### Set exercise
Transcribe every one of the lines below verbatim, without altering any character.

Point placement records:
------

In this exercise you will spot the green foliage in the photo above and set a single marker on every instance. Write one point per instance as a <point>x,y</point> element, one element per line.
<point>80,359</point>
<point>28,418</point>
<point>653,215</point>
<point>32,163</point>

------

### Final result
In this exercise you will spot the green foliage in the photo above and set a single marker on every instance. Write one point per instance as a <point>x,y</point> element, one element per line.
<point>80,359</point>
<point>28,418</point>
<point>653,215</point>
<point>32,163</point>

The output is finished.